| Provided records |
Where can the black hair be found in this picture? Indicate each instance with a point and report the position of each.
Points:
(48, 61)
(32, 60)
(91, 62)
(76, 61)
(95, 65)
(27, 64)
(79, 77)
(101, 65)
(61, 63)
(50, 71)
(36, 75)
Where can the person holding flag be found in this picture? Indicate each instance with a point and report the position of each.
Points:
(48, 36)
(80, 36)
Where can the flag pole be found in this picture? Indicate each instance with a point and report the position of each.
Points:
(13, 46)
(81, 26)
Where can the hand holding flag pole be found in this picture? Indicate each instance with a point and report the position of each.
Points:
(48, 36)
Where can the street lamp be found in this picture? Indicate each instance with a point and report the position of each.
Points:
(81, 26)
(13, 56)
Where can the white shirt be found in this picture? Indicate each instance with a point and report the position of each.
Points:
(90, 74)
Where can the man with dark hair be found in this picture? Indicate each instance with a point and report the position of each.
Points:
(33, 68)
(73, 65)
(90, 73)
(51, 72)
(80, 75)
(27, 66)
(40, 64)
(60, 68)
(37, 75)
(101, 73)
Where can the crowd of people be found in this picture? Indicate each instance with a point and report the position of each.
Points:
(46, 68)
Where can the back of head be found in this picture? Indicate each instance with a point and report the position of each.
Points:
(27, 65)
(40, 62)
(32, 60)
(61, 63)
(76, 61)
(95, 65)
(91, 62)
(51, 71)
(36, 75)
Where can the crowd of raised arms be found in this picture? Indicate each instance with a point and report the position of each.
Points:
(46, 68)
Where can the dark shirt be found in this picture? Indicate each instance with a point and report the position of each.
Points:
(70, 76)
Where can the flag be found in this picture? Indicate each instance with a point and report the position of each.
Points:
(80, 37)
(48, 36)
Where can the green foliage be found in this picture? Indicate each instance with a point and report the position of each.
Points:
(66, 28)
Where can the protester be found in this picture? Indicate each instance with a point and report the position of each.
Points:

| About this task |
Word for word, restate each record in the listing.

| Exercise result |
Where can the black hair be found in this picture? Indicate each instance with a point and report the position of each.
Points:
(48, 61)
(32, 60)
(91, 62)
(76, 61)
(95, 65)
(27, 64)
(79, 77)
(101, 65)
(61, 63)
(50, 71)
(36, 75)
Where can the person holding flag be found in this picture? Indicate each instance with a point and report the position of each.
Points:
(48, 36)
(80, 36)
Where can the flag pole be found in this picture? Indicate each instance with a point and report the position of each.
Points:
(13, 46)
(81, 26)
Where can the hand holding flag pole be found in this picture? Indicate each instance with a point and report the position of each.
Points:
(48, 36)
Where can the street lamp be found in this picture? Indicate each instance with a point and report the position of each.
Points:
(81, 26)
(13, 56)
Where can the white shirt be found in this picture? Indicate each instance with a point and report the position of each.
Points:
(90, 74)
Where can the man with dark hair be found in this picture? Indicate each instance with a point and report the position of each.
Points:
(33, 68)
(73, 65)
(90, 73)
(51, 72)
(80, 75)
(27, 66)
(40, 64)
(60, 68)
(37, 75)
(101, 73)
Where can the crowd of people be found in this picture? Indicate each instance with a point and report the position of each.
Points:
(46, 68)
Where can the back of head be found in this picture? Indicate each instance with a point and report the position of each.
Points:
(27, 65)
(40, 62)
(32, 60)
(61, 63)
(76, 61)
(95, 65)
(91, 62)
(51, 71)
(36, 75)
Where can the crowd of raised arms be found in this picture? Indicate each instance with a point and report the position of each.
Points:
(46, 68)
Where can the dark shirt be found in this picture? Indicate each instance with a point and report the position of each.
Points:
(70, 76)
Where can the flag be found in this picture? Indicate each instance with a point and report the position of each.
Points:
(80, 37)
(48, 36)
Where can the green foliage be found in this picture? Indicate each instance with a point and report the position of each.
Points:
(66, 28)
Where can the protester be found in this picture? Indicate each instance with a point and report the position of each.
Points:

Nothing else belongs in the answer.